### STATED PROBLEM:
Edit the part of the data that opens with the line containing "Every instance of the green" and closes with the line containing "MULTIPOLYGON (((34 59, 37" by changing "green rubber boot" to "green rain boot" and leaving everything else untouched. Return only those lines.
____
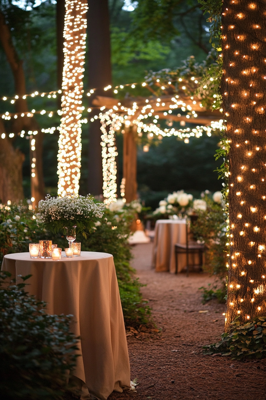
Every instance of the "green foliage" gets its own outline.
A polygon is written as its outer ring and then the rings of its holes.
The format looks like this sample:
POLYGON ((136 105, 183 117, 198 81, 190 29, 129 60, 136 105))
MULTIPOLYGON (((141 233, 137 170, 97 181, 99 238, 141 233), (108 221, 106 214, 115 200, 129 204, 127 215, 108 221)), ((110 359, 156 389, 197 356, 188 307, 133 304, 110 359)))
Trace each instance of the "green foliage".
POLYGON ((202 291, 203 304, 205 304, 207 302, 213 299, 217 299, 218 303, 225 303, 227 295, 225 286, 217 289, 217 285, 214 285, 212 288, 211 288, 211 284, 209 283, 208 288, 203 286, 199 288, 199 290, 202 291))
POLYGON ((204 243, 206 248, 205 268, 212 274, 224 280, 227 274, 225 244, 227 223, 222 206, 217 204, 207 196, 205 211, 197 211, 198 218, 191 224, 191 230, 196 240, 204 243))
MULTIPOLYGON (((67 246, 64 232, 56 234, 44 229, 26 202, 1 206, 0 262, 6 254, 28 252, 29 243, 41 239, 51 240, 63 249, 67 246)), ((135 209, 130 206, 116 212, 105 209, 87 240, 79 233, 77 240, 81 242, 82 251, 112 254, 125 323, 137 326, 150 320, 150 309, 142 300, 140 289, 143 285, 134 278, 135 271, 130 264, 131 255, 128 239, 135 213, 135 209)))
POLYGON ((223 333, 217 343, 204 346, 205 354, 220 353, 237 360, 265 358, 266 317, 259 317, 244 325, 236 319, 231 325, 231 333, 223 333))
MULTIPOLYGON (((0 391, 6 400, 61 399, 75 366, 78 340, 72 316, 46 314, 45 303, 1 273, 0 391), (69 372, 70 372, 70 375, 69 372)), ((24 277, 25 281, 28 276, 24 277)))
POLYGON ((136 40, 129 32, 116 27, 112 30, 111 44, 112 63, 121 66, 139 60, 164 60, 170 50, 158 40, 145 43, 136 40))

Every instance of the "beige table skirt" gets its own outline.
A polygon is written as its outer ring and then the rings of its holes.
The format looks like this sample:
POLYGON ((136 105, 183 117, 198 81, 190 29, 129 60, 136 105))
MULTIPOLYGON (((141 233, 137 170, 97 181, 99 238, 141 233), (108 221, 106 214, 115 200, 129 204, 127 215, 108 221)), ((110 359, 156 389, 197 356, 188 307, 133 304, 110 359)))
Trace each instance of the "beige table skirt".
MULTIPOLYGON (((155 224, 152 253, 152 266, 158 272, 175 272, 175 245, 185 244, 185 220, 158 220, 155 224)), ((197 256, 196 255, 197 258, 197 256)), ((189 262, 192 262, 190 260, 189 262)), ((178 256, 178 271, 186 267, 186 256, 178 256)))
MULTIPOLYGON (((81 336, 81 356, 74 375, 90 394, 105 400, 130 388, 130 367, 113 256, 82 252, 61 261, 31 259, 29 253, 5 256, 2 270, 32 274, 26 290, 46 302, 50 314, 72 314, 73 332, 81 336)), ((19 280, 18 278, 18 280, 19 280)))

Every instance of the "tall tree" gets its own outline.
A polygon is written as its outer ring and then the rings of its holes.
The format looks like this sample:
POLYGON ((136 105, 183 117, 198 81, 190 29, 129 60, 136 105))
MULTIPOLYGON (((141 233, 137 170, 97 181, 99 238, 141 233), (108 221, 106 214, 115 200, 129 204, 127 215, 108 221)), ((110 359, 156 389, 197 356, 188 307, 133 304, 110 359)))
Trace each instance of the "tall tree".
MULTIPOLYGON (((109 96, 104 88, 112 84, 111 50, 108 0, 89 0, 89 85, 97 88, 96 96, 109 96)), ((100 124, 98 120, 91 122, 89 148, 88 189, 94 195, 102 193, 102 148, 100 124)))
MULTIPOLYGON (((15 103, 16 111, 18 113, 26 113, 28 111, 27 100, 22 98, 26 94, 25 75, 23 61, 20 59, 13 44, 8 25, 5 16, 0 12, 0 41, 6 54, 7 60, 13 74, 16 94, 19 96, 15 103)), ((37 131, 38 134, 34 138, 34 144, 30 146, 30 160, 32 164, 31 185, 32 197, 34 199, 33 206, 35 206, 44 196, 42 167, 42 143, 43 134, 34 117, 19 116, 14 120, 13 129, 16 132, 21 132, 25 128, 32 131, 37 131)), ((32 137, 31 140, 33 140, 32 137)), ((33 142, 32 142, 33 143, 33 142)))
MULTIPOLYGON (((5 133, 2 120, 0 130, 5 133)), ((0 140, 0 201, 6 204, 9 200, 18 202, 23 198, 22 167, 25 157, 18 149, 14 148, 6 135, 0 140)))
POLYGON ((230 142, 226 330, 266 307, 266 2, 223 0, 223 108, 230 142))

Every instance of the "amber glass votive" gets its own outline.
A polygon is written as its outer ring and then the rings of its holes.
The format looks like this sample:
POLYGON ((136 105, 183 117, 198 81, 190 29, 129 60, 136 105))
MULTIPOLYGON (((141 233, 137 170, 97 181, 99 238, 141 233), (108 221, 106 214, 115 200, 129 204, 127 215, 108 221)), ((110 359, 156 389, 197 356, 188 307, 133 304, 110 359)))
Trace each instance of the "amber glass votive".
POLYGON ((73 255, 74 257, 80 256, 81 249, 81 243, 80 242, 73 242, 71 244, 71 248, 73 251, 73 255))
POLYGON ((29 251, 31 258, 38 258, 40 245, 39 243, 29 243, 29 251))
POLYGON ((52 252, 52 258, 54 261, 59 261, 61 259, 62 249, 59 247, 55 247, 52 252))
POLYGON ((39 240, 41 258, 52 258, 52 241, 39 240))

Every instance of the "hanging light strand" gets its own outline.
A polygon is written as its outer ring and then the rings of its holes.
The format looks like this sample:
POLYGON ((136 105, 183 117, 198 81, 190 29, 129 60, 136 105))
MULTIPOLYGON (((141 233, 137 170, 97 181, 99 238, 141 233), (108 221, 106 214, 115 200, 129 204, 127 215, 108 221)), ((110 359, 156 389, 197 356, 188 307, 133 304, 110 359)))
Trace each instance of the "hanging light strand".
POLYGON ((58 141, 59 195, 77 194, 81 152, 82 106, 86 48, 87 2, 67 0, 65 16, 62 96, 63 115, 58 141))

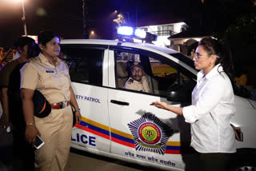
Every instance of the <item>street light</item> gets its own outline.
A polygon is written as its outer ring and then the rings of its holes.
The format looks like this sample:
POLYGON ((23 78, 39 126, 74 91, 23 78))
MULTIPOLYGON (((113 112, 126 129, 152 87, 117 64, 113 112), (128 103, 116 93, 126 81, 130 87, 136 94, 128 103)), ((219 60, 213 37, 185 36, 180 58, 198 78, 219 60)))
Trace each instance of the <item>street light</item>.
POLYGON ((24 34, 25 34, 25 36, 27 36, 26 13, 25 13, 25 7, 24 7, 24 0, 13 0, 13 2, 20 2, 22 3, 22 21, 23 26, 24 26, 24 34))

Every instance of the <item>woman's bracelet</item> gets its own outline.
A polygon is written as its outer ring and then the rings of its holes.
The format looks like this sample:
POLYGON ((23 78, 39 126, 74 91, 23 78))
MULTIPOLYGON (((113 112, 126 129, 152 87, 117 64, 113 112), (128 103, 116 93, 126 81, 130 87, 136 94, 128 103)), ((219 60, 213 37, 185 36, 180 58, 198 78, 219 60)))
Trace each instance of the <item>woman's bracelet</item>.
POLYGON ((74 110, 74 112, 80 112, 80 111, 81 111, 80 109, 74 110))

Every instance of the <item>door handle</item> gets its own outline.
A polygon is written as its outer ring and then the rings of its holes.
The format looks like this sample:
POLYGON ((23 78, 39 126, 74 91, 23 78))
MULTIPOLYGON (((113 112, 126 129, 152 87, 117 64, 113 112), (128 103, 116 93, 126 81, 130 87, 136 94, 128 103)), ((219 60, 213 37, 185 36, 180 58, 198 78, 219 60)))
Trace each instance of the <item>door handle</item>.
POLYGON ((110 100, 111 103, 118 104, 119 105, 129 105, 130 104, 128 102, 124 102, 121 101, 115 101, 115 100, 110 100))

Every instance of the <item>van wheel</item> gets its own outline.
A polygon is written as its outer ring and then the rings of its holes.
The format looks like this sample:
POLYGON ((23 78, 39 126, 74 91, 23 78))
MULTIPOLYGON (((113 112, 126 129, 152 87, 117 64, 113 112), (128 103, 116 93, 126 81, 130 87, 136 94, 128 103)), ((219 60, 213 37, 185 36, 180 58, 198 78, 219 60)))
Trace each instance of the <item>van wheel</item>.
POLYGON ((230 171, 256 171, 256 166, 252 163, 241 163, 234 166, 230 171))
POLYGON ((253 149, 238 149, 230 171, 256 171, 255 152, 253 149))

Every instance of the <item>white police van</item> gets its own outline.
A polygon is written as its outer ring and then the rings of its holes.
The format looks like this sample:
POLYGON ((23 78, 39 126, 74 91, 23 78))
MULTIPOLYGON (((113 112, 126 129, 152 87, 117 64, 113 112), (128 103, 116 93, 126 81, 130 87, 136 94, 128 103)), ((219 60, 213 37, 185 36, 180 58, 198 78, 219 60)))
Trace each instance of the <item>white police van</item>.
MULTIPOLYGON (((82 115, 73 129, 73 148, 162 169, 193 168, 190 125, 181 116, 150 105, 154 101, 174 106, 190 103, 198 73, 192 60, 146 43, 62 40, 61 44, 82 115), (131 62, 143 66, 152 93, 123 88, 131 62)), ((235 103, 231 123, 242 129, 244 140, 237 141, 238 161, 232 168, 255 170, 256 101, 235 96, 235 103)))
____
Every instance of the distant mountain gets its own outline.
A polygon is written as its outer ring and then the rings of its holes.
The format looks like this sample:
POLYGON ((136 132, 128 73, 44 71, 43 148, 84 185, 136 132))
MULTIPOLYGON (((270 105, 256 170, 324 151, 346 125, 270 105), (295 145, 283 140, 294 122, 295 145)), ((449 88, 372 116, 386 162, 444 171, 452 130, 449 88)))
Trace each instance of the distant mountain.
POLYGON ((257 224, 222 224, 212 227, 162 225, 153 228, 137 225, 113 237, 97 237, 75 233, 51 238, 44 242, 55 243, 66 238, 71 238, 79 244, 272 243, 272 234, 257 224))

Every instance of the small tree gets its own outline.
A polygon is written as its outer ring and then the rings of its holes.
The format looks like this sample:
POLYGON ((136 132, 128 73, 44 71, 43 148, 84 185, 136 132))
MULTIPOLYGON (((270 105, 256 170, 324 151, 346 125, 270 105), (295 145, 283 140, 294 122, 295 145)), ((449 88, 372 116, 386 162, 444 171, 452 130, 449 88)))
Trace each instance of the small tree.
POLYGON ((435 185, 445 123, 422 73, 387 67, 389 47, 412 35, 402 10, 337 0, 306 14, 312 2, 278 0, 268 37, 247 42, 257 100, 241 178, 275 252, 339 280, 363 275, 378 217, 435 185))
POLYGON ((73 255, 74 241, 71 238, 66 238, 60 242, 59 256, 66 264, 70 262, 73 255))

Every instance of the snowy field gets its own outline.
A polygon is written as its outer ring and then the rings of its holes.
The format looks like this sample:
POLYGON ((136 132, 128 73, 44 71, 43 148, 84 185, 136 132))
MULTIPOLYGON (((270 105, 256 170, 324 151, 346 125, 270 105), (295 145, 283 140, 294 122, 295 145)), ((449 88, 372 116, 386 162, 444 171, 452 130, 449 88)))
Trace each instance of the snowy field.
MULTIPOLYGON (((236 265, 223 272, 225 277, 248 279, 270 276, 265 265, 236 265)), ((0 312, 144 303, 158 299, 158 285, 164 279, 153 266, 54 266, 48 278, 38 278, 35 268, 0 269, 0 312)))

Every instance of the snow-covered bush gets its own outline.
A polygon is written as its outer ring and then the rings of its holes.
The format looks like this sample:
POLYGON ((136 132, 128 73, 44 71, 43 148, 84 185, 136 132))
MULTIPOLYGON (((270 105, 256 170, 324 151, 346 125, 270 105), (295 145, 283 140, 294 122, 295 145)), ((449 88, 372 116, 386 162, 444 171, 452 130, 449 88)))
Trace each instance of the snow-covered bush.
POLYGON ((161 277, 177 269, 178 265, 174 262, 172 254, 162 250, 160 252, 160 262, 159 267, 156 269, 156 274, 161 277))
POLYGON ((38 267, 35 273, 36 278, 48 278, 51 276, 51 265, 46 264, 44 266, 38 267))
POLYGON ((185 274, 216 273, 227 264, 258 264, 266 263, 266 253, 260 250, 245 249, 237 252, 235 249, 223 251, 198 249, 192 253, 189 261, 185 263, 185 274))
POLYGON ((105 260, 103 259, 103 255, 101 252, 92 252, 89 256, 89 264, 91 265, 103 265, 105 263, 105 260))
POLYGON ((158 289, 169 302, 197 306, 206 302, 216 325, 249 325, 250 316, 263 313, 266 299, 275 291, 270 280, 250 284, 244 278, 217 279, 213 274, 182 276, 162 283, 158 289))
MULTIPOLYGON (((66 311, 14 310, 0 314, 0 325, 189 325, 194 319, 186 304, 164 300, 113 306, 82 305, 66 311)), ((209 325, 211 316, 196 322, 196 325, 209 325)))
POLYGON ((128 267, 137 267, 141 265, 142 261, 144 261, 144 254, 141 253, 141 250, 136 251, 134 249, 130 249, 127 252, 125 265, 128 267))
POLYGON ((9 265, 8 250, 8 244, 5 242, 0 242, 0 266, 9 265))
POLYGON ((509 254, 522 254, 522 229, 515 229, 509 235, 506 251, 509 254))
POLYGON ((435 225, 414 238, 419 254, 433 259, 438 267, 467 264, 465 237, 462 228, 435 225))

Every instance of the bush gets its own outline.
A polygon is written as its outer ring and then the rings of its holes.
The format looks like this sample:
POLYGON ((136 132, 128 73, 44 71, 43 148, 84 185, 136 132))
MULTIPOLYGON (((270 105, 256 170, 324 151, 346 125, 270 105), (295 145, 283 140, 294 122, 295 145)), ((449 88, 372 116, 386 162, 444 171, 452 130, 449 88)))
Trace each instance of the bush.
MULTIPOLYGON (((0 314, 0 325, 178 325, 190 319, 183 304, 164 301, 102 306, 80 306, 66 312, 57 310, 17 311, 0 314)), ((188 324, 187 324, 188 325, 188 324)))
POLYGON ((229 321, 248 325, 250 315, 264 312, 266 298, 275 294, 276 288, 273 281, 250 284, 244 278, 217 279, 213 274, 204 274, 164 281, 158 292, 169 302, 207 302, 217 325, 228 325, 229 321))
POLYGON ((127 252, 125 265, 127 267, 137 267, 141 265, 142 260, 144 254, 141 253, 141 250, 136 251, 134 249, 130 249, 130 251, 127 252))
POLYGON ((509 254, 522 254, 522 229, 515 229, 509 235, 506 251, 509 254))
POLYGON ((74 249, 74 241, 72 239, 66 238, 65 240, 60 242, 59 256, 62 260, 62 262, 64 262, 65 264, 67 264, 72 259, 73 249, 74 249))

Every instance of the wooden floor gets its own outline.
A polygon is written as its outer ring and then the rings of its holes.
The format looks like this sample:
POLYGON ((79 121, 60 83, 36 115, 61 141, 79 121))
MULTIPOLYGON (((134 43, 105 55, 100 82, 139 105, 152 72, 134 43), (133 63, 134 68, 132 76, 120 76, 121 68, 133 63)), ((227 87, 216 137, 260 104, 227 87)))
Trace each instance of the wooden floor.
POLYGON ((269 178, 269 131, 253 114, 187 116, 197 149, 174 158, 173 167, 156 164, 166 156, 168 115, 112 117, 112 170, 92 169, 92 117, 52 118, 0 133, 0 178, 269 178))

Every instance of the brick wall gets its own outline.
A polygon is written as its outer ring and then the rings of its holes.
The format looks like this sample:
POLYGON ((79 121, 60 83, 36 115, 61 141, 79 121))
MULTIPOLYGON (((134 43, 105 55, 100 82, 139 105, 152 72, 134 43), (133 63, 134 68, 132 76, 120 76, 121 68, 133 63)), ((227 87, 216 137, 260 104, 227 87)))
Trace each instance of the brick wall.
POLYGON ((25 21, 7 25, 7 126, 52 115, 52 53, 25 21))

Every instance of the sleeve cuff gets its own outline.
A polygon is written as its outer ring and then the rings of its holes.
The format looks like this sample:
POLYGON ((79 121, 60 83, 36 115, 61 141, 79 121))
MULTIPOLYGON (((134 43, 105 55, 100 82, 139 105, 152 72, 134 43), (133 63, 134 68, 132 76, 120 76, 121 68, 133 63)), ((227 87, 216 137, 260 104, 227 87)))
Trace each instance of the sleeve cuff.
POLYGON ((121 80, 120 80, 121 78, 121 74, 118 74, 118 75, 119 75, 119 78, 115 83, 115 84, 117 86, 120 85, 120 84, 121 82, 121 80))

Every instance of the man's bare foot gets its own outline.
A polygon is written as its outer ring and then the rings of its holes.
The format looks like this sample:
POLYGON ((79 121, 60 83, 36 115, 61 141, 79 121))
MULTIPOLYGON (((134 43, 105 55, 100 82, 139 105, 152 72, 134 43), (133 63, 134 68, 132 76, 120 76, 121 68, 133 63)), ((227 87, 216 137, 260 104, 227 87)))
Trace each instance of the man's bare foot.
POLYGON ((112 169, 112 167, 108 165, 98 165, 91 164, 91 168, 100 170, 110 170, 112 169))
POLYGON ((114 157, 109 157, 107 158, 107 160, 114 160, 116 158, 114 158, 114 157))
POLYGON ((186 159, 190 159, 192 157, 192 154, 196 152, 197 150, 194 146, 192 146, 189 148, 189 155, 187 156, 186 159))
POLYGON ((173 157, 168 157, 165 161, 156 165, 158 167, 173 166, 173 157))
____
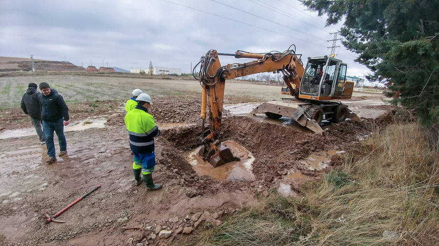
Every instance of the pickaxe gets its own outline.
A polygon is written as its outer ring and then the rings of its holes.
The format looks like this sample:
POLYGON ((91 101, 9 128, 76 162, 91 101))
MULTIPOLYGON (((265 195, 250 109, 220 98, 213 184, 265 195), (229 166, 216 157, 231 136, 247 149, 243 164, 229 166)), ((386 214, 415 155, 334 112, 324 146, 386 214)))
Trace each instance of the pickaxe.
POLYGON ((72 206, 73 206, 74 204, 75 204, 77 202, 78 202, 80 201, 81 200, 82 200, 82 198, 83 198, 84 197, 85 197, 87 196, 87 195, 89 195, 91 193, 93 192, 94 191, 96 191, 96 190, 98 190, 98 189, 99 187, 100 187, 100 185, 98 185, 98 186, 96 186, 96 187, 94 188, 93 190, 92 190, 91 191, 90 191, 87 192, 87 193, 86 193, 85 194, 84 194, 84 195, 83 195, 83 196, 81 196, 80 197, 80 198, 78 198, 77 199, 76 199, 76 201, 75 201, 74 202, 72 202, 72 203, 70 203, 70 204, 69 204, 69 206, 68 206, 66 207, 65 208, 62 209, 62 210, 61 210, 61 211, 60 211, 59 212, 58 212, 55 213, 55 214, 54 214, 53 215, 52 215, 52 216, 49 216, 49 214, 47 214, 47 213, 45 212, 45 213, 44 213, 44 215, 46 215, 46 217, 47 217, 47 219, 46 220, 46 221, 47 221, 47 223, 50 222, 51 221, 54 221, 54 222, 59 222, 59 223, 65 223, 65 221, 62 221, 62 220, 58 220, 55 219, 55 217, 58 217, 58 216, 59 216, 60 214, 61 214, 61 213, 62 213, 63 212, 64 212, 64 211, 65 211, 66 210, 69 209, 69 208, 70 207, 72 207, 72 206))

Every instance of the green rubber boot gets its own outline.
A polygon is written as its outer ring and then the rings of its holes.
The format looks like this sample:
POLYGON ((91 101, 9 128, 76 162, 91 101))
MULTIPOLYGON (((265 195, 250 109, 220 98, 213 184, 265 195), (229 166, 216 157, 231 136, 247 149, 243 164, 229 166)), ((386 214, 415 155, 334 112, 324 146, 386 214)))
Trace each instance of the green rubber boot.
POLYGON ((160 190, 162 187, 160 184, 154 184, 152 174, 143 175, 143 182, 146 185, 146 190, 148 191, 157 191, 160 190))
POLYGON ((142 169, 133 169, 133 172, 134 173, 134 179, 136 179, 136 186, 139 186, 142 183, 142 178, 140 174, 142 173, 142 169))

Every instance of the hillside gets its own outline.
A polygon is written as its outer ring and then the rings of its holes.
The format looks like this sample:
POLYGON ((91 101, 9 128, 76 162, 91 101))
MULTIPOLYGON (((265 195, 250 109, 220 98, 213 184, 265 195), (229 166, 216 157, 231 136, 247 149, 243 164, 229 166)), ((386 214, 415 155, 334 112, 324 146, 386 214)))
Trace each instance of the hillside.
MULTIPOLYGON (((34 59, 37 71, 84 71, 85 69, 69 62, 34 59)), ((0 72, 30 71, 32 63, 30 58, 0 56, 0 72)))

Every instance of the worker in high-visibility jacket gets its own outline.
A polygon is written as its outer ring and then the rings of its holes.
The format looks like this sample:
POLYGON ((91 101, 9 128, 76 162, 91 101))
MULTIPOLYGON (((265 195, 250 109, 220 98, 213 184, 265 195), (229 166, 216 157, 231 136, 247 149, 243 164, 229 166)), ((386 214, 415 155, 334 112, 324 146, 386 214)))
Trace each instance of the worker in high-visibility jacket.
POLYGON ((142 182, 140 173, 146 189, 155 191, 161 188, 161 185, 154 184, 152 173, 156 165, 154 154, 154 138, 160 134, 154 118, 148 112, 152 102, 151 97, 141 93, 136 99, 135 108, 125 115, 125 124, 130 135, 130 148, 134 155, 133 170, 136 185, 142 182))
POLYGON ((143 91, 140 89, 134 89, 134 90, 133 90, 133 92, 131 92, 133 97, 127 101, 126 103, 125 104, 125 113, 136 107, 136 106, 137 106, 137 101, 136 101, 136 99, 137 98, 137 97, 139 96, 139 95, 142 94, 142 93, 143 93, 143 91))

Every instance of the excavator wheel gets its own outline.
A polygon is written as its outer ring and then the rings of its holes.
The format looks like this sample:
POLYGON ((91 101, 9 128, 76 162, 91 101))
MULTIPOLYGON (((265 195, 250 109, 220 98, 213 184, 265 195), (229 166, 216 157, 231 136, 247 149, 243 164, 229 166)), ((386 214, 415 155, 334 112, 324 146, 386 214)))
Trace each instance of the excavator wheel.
____
### ANSWER TO THE TASK:
Every instance of the green rain boot gets its own outline.
A polygon is written as its outer ring and then the rings of its holes.
The format looks like this sample:
POLYGON ((91 101, 9 128, 76 162, 91 101))
MULTIPOLYGON (((265 195, 250 109, 220 98, 213 184, 265 195), (229 166, 216 157, 231 136, 247 149, 243 164, 229 166)), ((386 214, 415 155, 334 112, 324 146, 386 214)))
Trace each instance of the green rain boot.
POLYGON ((160 190, 162 187, 160 184, 154 184, 152 174, 143 175, 143 182, 146 185, 146 190, 148 191, 157 191, 160 190))
POLYGON ((142 169, 133 169, 133 172, 134 173, 134 179, 136 179, 136 186, 139 186, 142 183, 142 178, 140 174, 142 173, 142 169))

Every instance of the hillside gets its own outline.
A polygon is written as its outer ring and then the rings of its holes.
The format looks like this sample:
POLYGON ((91 101, 9 128, 76 162, 91 101))
MULTIPOLYGON (((265 195, 250 109, 220 98, 213 184, 265 195), (229 166, 216 157, 231 136, 247 149, 243 164, 229 166)), ((386 214, 415 155, 334 112, 324 146, 386 214)))
Trace each instance of the hillside.
MULTIPOLYGON (((34 59, 37 71, 84 71, 85 69, 69 62, 34 59)), ((0 72, 30 71, 32 63, 30 58, 0 56, 0 72)))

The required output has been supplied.